===== Source =====
Sometime after a large dinner of sushi, Matt, Will, and I began wandering around, mixing it up with the vendors, trying to barter out a deal on some crap. We noticed one guy selling a wide variety of paraphernalia, from pipes to bowls to oneys. That could be fun, we decided. I told him we were interested, but we needed something to go into it. No problemo, said our beady eyed dealer, he had the green.
Matt immediately got very nervous. The whole deal was going down way too easily for him, and I think he thought it was a sting. I told him it was going so easily because it was that easy. Pot is legal down there (note - I have no idea if that's true or not, but it sounded good at the time), and besides, that guy doesn't want to lose his business of selling hastily made and poorly painted merchandise at outrageous prices to gringos.
"But we don't even smoke pot," said Matt.
"True, but we have to buy it," I countered. "For the story."
"Fine. Lets do it."
We offered $110 for a pipe and whatever he had. Our new amigo snuck a bag from his pocket, wrapped it around the pipe, and wrapped that up in newspaper all in the blink of an eye. He threw it in a sack, we handed him our cash, and the transaction was complete.
And that is how it came to be that Matt and I purchased a big sack of weed south of the border.
Later that night, after securing our new purchase in my room, we headed down to the discotheque for some sort of comedy/magic show. I lasted approximately thirty seconds into the show before I felt my brain turning off by how absolutely fuckawful this dude was. I grabbed a drink from the bar and headed outside, where a few of us stood with some affable Canadians, making fun of the comedian who was painfully bombing inside.
Every few minutes another couple of people would leave the disco, generally muttering either "that was the worst five minutes of my life," "that was painful," "that guy should be shot," or a combination of all three. He was a hit.
While we were hanging around outside, we decided that Daryl's now even more hoarse voice was beginning to sound like a combination of Randy Savage's and the Kool Aid Man's voices. Since Josh was wearing a red polo, and Josh's shirts are about five sizes bigger than Daryl's, we figured if Daryl were to put on Josh's shirt, not only would he sound like Kool Aid Man, he would also look like him. We were correct.
And so, a few minutes later, Daryl burst through the doors of the disco, and tried, with all his might, to scream "OH YEAH!" Unfortunately, he still didn't have that much of a voice, so nobody inside really heard him, they just saw a guy in an over sized red polo wildly swing the doors open and stand in the doorway, trying to scream, while a dozen or so people outside were giggling. So, yeah, that kind of bombed, too.
Things did get better for Daryl, however, as a few hours later he would devour 21 tacos and eat his way into a food coma. Good night, friend.
On Friday, I checked into my own room, that way The Wife and I would not (in theory) see each other on our wedding day. The plan for that evening was to get the dudes together in my bachelor room, get zooted off of Mexican schwag, and watch Will's Elimidate episode from '03. Sounded perfect in theory.
Since Will apparently lives in 1991, he brought a VHS copy of the show with him. The rooms came equipped with DVD players but not, natch, VCRs. It was my job to somehow locate a VCR, somewhere in the resort. I called up the concierge, who seemed very confused as to what the concept of a VCR was (did Mexico never have them?), but eventually called housekeeping and told me that they had one and would drop it off in my room that afternoon.
===== Entries =====
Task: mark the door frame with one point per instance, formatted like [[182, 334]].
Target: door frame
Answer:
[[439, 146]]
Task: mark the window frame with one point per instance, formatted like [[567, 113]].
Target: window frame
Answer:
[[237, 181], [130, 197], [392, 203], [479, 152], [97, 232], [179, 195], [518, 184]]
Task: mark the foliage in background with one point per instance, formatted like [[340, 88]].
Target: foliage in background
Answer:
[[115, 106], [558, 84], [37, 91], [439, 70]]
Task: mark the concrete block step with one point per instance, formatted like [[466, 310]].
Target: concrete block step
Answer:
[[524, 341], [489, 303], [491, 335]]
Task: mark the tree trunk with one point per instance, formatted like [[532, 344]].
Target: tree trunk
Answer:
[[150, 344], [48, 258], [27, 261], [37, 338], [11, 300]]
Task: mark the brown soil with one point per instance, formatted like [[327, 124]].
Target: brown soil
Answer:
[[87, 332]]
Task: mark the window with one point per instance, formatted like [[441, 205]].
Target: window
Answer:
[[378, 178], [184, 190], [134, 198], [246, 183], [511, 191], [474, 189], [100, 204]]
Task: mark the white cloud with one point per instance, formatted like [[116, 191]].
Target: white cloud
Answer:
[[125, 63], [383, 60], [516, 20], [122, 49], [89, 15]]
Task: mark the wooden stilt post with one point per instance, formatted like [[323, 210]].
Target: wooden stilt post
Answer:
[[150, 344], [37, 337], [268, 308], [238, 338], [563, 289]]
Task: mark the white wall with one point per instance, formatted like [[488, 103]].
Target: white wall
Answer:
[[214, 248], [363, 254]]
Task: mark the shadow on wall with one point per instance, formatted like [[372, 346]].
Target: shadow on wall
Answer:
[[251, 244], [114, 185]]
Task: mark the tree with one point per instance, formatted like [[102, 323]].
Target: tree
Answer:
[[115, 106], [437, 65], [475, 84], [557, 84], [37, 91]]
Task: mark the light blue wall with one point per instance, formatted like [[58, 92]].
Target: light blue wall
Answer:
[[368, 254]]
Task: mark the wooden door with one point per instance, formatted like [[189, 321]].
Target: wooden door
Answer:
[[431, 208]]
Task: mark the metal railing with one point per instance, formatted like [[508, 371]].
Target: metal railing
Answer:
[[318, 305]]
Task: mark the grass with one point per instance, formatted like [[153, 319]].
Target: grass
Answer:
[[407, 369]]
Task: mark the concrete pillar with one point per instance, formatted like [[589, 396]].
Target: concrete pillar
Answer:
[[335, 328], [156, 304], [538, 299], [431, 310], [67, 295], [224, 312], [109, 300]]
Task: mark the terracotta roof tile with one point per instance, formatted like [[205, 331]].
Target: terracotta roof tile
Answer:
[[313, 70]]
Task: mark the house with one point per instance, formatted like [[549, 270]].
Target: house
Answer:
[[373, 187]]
=====
## [Stated task]
Pick up the account of the wedding trip to Mexico after its final sentence and continue it.

## [Answer for the task]
I rambled down to the pool sometime after noon to see if anymore of my friends had gotten in (the rest of The Association was convening that day) and, in fact, Tito and Julia had just arrived. We hung out at the pool, sipping some Vices and cervezas, and waited for everyone to roll in. Sometime around three, the activity directors who hang out at the pool all day listening to bad music and trying to make people do shit asked if any of us wanted to participate in a belly flop competition. We all immediately thought of Josh.
Josh is a big man (if I had to guess, I'd say 6'3" 285lbs -- correct me if I'm wrong, Josh) and if ever a contest was perfectly suited for him, it was this. And still, it took some goading and a "JOSH! JOSH! JOSH!" chant to get him to participate (My fake cousin Jeremy had actually just gotten in and could hear me screaming from half way across the resort; he knew where to find us).
And participate Josh did.
He made it into the finals by a landslide (tsunami?) and was flopping for the crown. His opposition went first and flopped nearly flawless, he wasn't near Josh's size, but he was all fundamentals. Near perfection; a finesse floper. Josh went next and the whole thing went to shit; if they were running backs, contestant number one would have been Barry Sanders and Josh would be William Perry. He was all power.
But by that point in time, it didn't matter. There were forty-some-odd people standing around the pool screaming intensely, passionately, dare I say lustfully for the big man from Knoxville. Despite not bringing his "A" game to the finals, the people had spoken: Josh was our champion.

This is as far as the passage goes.